━━ Source document

- Born: 21 November 1942 Biddeford, Maine, U.S.
- Died: 5 December 2005 (aged 63)
- Education: B.A. in Spanish from Amherst College, Master's degree in Linguistics from Cornell University, Ph.D. in Linguistics from Cornell University
- Occupations: Linguist, Anthropological Linguist
- Known for: Research on Algonquian and Algic languages

= Paul Proulx =

American-Canadian linguist

Paul Proulx (21 November 1942 - 5 December 2005) was an American-born Canadian linguist specializing in Algonquian and Algic studies.

== Biography ==
Paul Martin Proulx was born in Maine in 1942 and completed his bachelor's degree at Amherst College with a major in Spanish in 1965. Proulx pursued a master's degree in linguistics at Cornell University in 1967, after which he began studying the Huayla dialect of the Quechua language. During his time researching in Peru, he co-authored Gramática del Quechua de Huaylas, published in Lima with Augusto Escribens in 1970. After returning to North America, he earned a doctorate in linguistics, again at Cornell. He continued to publish many papers throughout his career, focusing on the Algonquian languages and the reconstruction of Proto-Algic. He taught at St. Francis Xavier University and Brandon University, living in Nova Scotia to be near the Mi'kmaq people and their language.

Proulx died on 5 December, 2005, of leukemia.

== Selected works ==
- 1970: Gramática del Quechua del Huaylas (with Antonio Escribens). National University of San Marcos.

━━━━
━━ Record set

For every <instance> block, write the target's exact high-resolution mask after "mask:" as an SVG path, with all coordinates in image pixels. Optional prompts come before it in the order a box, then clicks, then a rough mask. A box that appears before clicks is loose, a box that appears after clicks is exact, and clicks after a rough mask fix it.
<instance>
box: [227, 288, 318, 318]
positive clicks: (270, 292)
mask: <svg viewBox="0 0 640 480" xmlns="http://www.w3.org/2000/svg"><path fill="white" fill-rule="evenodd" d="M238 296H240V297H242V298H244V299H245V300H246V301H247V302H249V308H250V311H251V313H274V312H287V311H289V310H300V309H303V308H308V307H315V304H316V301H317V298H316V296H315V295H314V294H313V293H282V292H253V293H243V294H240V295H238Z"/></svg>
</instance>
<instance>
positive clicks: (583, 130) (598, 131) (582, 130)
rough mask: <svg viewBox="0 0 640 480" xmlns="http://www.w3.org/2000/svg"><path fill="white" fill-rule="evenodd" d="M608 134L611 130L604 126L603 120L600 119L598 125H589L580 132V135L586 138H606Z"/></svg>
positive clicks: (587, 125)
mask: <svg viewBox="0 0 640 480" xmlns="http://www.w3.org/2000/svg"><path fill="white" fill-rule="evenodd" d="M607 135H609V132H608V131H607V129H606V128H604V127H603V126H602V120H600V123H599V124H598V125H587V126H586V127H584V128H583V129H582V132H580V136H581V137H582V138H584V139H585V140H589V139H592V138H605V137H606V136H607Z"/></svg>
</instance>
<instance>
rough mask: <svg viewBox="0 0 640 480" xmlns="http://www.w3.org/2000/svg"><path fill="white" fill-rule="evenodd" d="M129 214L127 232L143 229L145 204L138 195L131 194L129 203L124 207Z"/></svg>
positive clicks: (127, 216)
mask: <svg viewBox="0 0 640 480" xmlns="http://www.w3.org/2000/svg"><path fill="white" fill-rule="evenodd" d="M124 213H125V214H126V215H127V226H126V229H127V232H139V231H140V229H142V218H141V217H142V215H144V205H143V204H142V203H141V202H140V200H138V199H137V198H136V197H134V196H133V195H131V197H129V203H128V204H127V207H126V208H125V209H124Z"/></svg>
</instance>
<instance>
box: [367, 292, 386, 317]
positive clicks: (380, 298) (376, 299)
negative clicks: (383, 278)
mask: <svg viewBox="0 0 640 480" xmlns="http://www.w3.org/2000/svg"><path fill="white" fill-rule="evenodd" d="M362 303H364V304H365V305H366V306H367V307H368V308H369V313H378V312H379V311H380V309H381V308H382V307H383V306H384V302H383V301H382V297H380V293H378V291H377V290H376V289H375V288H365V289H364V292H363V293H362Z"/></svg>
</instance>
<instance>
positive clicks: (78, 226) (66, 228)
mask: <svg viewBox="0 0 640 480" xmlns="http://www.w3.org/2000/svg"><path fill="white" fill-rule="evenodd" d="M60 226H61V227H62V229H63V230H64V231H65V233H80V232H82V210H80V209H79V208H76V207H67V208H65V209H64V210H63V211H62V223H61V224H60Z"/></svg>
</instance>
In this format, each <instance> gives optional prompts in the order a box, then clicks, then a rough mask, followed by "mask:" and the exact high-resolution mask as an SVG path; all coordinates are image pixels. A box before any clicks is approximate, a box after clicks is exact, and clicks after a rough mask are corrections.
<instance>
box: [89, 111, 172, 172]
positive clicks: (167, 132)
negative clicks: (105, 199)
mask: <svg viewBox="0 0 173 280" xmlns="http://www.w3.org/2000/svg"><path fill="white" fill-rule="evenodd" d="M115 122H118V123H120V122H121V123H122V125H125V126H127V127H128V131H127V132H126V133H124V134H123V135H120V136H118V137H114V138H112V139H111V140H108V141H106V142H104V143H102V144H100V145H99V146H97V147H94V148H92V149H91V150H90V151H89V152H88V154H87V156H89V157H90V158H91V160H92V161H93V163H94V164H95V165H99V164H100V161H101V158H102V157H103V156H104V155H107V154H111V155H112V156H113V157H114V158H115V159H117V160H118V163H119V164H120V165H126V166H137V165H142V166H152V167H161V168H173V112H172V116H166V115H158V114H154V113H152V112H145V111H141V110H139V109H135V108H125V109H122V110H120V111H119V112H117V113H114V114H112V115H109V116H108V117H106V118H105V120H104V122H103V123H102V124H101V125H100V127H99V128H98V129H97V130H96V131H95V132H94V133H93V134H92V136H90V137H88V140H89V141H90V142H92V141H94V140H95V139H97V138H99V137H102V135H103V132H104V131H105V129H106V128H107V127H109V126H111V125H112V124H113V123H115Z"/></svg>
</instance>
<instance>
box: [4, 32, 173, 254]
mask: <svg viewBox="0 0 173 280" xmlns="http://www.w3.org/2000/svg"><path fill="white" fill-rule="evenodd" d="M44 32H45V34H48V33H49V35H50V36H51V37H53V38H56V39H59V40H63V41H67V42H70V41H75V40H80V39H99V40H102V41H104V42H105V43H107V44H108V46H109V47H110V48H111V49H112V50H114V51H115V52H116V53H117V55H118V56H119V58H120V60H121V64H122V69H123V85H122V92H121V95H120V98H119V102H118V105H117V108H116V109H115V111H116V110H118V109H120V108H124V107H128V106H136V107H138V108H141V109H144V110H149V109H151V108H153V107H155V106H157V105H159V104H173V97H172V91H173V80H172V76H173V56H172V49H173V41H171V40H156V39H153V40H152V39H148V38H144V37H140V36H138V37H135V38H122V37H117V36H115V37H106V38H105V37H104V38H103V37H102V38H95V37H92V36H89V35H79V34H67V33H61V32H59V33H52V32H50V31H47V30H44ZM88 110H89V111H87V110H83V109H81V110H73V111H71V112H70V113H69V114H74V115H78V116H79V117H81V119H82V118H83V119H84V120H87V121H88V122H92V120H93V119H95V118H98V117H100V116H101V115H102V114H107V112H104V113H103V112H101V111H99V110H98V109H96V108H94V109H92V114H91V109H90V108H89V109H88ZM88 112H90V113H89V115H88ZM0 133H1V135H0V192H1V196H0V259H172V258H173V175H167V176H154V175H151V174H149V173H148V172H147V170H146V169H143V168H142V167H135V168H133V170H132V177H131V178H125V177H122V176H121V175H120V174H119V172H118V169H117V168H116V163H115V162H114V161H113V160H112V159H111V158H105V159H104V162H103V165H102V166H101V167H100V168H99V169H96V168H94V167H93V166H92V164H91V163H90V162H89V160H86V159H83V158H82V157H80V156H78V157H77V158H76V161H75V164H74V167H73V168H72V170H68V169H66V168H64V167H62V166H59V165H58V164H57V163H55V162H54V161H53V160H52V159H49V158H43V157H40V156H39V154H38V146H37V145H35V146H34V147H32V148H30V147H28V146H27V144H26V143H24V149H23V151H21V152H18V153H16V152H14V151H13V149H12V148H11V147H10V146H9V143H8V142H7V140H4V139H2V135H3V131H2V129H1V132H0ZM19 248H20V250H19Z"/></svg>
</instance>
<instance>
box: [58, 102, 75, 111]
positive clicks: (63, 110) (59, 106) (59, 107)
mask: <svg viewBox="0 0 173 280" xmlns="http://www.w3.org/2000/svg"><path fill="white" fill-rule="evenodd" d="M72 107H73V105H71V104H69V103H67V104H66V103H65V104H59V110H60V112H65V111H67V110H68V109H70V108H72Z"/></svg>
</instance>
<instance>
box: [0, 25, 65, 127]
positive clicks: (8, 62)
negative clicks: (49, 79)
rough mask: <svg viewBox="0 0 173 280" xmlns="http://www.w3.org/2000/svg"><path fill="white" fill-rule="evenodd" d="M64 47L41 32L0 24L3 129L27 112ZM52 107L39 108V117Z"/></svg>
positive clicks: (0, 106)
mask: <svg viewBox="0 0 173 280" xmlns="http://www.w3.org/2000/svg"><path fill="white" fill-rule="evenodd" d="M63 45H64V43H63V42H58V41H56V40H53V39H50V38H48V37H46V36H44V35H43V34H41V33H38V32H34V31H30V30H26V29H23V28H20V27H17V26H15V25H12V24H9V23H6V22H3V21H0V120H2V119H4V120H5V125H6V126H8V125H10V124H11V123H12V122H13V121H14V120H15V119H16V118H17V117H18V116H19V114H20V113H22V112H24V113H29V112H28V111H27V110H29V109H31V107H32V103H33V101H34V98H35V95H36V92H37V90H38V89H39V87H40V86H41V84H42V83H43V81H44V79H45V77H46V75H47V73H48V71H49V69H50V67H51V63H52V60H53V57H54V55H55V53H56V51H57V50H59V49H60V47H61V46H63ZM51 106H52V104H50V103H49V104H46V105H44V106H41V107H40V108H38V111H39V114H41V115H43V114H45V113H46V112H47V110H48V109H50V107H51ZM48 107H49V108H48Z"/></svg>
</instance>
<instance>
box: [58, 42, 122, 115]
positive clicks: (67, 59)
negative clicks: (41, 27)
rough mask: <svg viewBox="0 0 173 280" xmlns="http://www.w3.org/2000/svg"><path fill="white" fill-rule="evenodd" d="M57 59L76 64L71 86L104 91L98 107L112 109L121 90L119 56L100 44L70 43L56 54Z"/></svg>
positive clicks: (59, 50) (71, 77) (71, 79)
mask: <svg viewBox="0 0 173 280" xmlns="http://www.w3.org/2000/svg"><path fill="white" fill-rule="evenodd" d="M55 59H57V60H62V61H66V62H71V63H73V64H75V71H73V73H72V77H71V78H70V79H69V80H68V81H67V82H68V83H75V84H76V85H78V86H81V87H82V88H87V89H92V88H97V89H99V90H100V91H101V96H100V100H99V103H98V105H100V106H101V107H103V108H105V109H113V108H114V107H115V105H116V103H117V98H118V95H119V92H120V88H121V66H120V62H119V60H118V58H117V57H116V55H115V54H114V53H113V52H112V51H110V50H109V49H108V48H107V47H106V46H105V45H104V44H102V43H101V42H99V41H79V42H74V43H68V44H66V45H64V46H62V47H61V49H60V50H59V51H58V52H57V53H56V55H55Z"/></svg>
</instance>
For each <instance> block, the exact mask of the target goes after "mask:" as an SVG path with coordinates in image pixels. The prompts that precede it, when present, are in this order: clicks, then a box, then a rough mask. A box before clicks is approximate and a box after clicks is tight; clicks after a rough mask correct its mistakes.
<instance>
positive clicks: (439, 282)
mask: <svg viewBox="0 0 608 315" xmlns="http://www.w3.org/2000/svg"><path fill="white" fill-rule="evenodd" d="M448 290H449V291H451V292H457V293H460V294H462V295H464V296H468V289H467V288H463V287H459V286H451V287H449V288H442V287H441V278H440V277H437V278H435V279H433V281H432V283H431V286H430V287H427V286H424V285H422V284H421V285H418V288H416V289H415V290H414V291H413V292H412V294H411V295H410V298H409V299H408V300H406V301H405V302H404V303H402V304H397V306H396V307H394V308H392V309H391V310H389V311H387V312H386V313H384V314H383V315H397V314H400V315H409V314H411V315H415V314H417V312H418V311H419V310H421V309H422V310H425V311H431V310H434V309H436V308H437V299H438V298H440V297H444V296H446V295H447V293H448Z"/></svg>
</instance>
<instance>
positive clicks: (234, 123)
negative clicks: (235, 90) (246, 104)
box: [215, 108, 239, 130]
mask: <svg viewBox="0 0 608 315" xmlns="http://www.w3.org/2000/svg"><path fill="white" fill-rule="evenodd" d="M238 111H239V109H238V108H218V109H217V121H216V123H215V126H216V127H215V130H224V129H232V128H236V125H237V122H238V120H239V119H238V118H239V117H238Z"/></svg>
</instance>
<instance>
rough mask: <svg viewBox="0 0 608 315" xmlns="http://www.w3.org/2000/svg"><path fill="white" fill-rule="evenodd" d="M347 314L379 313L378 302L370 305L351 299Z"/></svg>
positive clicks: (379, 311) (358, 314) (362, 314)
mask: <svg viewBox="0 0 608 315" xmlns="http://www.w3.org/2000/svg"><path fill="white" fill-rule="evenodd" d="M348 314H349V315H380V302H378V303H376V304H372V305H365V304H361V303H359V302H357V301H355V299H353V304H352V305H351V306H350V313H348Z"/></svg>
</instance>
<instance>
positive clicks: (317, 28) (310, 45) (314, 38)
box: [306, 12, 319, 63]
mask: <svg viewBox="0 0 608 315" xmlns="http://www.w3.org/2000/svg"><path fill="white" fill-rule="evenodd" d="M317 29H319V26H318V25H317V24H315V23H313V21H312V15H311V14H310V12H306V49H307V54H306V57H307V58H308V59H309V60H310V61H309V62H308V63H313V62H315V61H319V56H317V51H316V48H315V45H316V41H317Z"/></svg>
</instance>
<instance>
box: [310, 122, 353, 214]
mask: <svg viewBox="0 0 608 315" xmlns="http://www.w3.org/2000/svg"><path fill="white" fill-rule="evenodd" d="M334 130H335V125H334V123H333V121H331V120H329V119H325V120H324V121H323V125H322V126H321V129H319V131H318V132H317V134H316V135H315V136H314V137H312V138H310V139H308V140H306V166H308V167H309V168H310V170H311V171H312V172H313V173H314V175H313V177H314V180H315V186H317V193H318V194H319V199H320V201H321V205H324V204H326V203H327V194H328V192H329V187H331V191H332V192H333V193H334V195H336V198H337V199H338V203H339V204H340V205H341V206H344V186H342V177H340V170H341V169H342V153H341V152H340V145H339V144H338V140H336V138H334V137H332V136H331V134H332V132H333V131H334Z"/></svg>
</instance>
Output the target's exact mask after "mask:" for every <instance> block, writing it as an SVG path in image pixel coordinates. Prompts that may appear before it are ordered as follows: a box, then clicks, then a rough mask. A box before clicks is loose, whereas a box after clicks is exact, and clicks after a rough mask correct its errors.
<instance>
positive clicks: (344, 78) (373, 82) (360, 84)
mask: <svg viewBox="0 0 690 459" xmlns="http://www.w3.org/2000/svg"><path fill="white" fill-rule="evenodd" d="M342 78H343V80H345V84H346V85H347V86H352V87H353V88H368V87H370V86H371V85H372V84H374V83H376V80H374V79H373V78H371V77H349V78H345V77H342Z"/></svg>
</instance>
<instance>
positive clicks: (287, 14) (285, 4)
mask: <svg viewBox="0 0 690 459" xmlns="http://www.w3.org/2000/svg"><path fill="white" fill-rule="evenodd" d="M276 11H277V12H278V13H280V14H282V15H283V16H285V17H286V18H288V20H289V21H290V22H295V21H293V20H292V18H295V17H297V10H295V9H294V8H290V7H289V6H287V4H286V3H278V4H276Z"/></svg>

━━━━

• Goal of the exercise
According to the Paul Proulx biography, at which two universities did he teach? The stored material has nothing to do with the Paul Proulx biography.

• Solution for this exercise
St. Francis Xavier University and Brandon University.